■ **Work to complete**
Establish how many lines of the material below contain the string "holding". Return that number by itself.
########
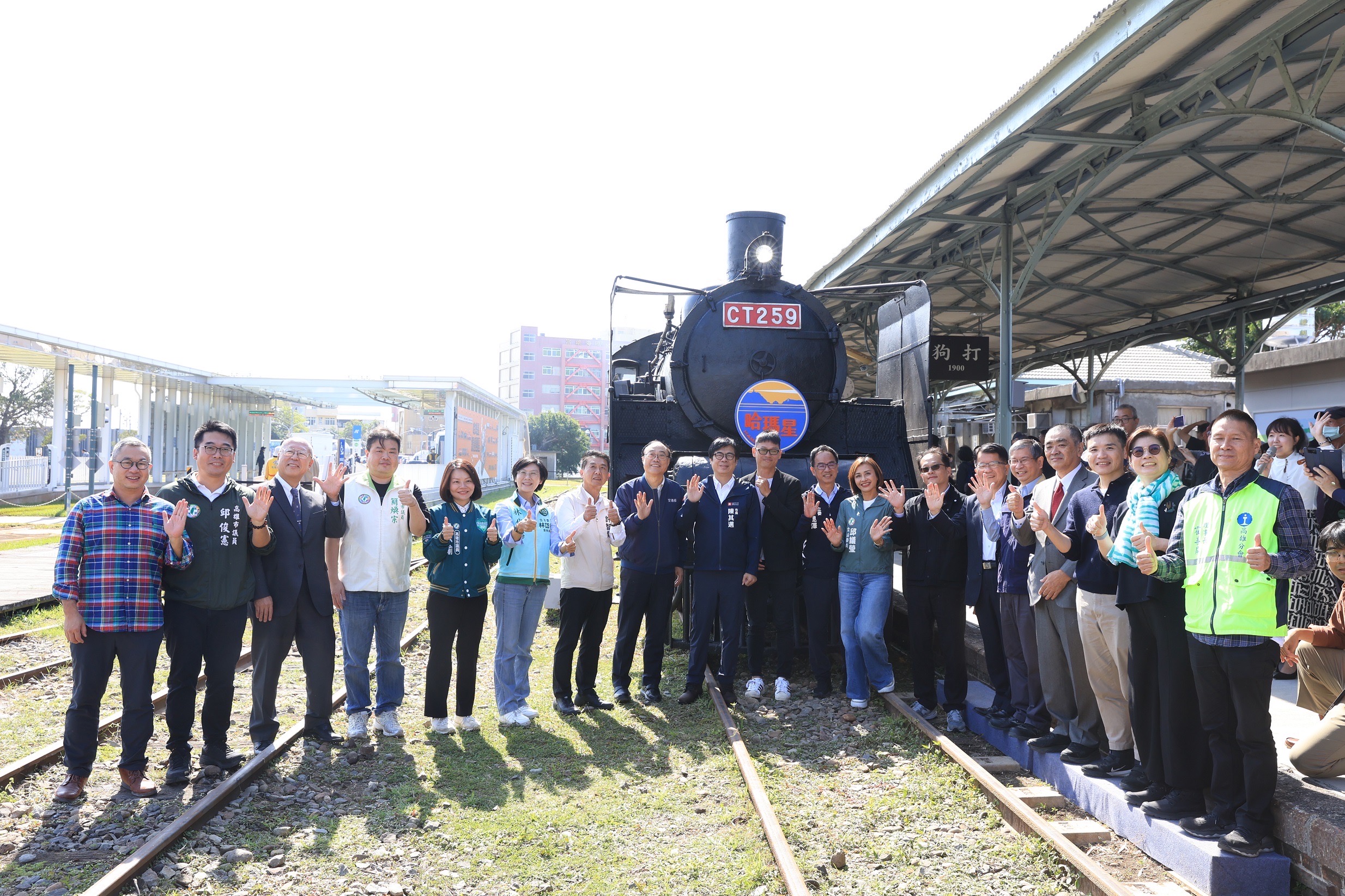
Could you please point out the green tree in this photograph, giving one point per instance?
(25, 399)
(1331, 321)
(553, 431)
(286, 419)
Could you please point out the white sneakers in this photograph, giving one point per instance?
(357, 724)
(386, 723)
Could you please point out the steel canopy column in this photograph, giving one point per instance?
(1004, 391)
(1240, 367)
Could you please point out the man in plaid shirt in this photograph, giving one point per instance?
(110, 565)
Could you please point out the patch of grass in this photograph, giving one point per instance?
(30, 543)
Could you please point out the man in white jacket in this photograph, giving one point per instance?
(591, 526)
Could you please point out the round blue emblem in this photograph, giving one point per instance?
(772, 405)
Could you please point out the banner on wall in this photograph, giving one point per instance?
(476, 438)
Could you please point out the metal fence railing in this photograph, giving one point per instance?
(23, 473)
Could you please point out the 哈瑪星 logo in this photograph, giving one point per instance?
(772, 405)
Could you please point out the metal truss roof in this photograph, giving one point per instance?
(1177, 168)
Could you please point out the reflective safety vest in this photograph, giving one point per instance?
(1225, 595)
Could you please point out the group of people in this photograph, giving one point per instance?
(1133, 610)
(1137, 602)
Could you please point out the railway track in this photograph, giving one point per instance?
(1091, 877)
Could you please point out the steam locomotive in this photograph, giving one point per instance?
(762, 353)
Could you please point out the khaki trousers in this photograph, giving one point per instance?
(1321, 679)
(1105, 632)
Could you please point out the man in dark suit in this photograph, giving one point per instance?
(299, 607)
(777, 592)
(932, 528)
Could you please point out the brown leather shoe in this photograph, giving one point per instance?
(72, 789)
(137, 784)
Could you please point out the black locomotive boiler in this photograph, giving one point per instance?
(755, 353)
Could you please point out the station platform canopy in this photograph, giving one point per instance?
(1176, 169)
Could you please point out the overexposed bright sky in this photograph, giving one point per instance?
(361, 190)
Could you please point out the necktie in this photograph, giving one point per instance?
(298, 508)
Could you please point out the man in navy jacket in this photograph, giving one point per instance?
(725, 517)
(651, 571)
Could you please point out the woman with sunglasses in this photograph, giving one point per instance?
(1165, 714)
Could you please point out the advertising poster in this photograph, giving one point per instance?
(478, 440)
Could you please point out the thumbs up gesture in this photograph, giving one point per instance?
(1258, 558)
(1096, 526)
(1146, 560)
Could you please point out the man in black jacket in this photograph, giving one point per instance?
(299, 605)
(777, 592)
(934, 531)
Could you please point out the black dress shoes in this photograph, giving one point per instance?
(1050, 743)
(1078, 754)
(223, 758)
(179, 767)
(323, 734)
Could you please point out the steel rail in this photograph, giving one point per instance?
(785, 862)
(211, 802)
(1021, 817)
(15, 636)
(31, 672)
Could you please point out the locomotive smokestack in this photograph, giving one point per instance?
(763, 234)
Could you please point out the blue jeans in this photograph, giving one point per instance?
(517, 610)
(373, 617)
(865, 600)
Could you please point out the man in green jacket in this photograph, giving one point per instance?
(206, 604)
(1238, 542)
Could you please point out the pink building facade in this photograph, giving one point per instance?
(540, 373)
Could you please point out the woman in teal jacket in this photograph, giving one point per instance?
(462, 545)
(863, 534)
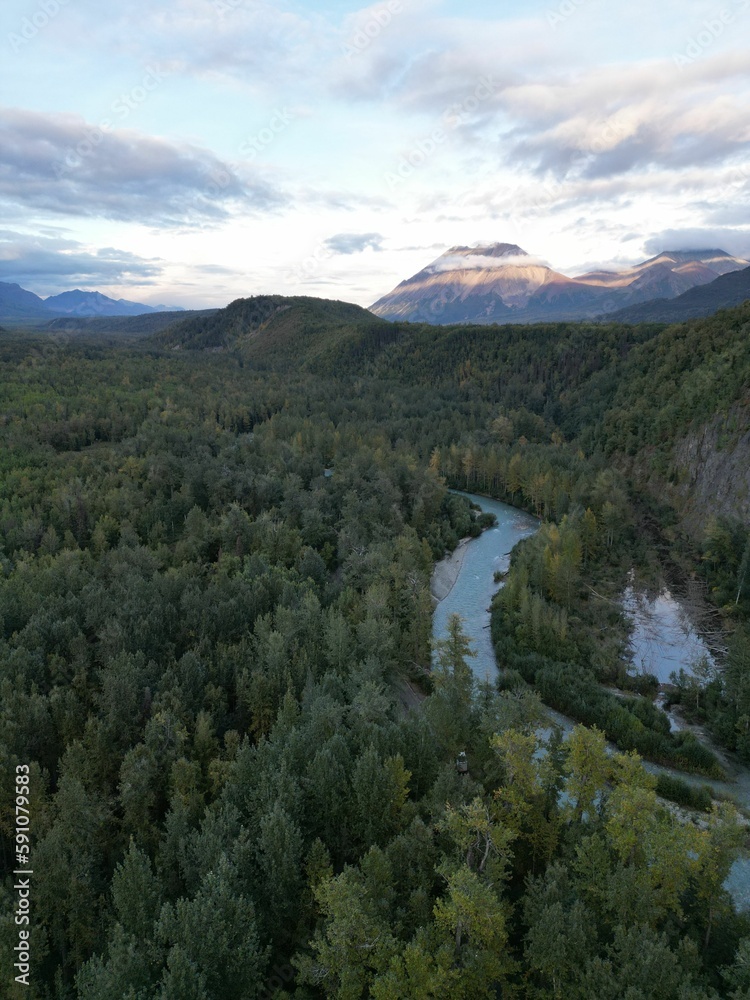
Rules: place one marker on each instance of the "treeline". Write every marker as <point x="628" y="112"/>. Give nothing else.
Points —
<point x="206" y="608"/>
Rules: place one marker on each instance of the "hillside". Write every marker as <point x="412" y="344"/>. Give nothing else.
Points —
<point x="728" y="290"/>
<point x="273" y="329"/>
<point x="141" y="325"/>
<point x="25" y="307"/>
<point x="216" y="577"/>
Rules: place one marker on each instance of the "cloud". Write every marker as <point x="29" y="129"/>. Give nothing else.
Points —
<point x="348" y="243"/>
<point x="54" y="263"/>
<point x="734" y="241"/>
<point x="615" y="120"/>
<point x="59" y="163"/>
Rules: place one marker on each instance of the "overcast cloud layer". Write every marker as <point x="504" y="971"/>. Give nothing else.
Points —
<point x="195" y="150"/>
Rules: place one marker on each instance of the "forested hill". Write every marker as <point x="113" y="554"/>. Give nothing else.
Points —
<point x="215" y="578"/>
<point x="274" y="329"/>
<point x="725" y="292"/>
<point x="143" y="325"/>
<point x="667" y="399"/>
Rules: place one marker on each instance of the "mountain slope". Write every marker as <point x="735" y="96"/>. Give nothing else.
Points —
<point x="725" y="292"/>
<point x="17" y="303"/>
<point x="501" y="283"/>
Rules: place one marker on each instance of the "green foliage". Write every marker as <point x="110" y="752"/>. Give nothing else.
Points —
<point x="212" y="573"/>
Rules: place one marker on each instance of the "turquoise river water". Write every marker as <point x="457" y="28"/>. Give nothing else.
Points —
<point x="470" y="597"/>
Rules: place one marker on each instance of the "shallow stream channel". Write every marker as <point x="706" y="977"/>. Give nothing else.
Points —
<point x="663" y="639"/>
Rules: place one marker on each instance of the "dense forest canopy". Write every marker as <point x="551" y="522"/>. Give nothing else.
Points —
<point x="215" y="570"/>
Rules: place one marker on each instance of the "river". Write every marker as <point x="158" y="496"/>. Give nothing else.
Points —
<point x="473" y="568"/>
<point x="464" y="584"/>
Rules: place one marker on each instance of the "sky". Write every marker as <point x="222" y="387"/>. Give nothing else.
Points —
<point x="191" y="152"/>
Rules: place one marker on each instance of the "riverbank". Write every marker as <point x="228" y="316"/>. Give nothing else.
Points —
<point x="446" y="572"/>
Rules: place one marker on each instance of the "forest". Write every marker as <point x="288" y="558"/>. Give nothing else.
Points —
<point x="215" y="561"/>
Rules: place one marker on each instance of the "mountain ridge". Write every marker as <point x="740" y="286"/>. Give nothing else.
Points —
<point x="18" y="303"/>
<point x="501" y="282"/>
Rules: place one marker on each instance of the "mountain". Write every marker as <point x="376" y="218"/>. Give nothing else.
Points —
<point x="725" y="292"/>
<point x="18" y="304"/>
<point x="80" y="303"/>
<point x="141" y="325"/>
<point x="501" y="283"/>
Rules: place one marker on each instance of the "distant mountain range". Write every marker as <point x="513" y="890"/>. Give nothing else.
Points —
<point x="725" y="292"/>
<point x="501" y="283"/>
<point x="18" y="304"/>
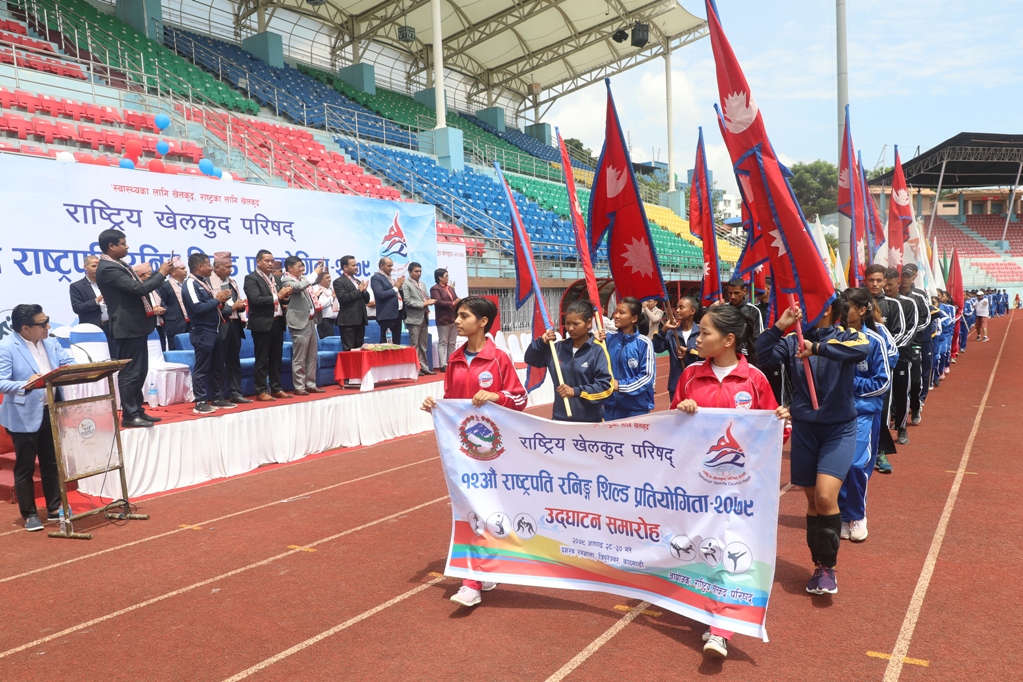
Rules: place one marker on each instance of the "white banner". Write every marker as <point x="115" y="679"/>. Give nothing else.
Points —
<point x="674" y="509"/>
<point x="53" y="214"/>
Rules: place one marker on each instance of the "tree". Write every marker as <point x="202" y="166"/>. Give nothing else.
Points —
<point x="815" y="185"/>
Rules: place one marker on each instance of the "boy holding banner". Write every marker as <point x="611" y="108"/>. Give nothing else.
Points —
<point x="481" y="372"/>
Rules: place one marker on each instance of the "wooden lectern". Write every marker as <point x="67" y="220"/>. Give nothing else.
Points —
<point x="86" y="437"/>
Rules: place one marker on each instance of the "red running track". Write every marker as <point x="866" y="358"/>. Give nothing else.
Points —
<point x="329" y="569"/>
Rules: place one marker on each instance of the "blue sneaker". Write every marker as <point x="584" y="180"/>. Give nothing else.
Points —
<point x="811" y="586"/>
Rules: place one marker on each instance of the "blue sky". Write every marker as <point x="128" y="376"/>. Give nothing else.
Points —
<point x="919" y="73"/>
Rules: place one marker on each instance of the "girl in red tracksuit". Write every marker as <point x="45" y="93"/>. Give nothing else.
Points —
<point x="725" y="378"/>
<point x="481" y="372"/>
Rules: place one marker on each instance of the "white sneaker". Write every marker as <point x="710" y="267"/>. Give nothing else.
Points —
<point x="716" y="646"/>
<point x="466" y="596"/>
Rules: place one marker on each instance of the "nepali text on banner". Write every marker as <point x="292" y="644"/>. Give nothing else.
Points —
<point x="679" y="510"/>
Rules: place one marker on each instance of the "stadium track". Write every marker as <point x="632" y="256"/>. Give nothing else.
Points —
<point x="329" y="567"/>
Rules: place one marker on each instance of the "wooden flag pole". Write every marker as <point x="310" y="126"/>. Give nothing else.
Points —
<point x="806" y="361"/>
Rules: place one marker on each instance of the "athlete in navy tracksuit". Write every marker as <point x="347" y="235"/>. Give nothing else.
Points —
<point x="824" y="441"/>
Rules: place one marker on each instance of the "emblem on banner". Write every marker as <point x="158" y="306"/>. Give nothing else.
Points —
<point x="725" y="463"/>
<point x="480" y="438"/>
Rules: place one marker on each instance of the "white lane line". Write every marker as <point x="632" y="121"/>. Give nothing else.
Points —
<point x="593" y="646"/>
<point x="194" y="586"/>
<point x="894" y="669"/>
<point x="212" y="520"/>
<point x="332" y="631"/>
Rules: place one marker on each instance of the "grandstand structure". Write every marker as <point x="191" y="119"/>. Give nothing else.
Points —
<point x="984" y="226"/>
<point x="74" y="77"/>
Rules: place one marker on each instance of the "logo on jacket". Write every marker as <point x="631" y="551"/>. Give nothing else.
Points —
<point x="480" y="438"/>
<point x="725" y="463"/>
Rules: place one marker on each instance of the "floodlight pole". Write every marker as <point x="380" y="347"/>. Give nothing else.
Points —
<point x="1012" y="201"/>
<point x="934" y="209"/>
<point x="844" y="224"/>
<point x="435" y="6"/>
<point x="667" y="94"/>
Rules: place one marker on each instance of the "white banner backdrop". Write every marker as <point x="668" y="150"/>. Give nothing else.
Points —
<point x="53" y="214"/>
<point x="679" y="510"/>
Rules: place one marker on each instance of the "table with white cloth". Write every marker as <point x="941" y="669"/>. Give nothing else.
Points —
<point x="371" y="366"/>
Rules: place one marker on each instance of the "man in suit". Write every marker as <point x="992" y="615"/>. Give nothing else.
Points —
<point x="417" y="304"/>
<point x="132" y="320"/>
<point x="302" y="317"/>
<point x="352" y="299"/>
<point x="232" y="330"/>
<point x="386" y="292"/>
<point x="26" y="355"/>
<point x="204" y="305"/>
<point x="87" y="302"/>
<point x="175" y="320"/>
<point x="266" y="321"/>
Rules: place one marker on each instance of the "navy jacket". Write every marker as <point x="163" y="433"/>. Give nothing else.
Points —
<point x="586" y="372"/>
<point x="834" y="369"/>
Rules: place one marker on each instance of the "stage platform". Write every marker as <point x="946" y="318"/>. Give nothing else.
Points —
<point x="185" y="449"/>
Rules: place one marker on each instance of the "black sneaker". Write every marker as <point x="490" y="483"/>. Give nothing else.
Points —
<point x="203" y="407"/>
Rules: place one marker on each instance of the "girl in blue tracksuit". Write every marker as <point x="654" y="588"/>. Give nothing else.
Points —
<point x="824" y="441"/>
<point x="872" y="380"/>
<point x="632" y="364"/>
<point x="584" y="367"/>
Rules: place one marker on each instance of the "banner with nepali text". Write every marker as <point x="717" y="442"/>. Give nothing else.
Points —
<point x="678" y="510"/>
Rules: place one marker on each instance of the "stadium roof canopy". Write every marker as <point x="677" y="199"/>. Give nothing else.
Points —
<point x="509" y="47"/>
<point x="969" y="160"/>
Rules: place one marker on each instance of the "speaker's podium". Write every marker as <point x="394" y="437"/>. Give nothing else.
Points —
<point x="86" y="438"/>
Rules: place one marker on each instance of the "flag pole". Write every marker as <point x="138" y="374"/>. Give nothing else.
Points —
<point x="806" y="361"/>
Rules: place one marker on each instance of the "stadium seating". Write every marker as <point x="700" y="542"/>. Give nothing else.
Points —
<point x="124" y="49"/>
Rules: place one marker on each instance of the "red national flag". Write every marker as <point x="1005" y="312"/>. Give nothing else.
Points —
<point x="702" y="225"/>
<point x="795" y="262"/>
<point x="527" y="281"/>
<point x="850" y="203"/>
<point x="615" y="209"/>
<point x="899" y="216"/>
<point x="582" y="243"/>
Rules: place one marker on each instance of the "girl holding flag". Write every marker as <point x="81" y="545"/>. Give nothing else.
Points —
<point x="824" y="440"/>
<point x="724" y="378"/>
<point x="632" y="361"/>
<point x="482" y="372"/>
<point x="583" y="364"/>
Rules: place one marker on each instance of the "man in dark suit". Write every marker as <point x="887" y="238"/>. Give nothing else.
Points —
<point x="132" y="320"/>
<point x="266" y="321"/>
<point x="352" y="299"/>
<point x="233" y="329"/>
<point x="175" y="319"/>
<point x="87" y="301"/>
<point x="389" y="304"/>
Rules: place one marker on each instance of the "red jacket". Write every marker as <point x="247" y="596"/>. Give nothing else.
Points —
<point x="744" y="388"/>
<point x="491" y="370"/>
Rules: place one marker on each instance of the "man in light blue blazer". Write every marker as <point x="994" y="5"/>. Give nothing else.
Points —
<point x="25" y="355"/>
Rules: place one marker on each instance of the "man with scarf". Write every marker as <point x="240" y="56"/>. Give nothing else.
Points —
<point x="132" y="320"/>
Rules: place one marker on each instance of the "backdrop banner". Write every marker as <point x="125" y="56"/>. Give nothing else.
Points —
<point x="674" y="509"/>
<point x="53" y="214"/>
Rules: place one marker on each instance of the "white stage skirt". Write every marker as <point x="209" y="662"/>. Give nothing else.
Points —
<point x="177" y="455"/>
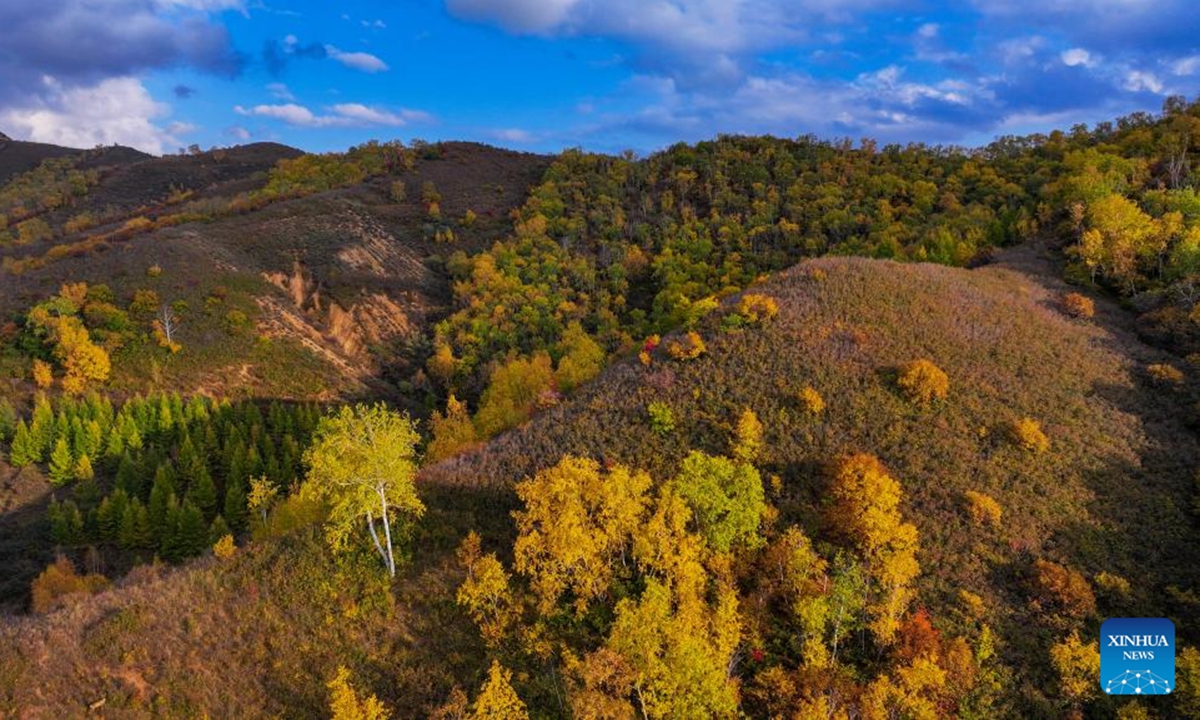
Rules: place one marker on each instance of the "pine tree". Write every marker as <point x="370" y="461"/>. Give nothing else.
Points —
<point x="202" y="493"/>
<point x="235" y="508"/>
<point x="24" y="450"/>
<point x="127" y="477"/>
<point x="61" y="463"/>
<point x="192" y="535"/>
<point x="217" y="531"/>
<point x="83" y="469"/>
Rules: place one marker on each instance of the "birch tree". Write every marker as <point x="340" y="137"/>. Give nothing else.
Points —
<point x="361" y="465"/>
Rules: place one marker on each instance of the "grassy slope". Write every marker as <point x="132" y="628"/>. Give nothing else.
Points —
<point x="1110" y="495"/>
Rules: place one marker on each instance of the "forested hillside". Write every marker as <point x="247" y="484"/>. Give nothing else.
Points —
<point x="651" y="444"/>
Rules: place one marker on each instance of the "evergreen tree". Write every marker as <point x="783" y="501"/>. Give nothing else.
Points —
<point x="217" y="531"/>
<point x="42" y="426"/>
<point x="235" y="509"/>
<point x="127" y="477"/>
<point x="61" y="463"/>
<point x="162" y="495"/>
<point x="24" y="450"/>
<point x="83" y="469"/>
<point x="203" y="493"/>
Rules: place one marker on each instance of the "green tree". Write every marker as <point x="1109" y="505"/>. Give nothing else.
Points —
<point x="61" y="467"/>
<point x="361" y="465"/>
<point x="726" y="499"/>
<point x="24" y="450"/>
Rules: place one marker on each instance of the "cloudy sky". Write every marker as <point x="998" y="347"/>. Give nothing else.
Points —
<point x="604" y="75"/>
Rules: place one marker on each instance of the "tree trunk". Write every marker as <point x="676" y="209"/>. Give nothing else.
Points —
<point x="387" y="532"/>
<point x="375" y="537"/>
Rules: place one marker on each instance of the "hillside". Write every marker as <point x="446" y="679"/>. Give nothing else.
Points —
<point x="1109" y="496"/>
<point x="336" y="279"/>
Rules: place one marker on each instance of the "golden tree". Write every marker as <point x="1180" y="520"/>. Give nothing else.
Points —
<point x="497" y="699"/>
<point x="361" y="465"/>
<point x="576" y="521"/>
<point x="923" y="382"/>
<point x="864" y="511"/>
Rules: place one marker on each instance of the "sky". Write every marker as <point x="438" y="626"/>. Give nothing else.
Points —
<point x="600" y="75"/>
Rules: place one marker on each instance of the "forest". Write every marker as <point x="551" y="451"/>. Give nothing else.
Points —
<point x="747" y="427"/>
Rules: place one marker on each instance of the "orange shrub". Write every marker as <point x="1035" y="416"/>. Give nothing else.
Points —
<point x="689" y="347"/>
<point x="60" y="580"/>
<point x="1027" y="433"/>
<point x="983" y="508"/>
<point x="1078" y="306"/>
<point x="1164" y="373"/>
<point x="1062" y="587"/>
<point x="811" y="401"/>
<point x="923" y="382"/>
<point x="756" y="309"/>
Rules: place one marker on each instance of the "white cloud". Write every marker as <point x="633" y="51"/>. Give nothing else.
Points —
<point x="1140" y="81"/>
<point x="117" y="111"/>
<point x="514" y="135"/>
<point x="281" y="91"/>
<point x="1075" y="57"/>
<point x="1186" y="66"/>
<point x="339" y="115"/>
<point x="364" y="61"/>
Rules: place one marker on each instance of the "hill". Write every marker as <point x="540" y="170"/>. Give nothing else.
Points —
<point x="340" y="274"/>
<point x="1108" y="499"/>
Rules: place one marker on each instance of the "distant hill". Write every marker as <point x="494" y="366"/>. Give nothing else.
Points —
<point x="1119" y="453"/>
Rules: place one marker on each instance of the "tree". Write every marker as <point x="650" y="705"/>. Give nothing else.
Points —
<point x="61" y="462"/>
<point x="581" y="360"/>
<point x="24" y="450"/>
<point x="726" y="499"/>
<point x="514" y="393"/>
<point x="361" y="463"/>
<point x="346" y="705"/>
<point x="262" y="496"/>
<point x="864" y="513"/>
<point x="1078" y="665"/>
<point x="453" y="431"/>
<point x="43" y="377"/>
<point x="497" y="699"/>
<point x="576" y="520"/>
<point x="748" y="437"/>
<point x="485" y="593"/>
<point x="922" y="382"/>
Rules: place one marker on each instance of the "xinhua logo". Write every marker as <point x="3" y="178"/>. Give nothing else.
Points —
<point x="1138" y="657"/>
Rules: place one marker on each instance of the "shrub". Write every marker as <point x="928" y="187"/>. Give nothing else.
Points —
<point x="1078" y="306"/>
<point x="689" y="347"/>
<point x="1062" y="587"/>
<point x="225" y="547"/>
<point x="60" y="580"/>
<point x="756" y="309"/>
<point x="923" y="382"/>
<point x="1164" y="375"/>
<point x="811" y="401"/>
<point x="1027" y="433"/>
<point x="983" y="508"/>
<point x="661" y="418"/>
########
■ **Result of this exercise**
2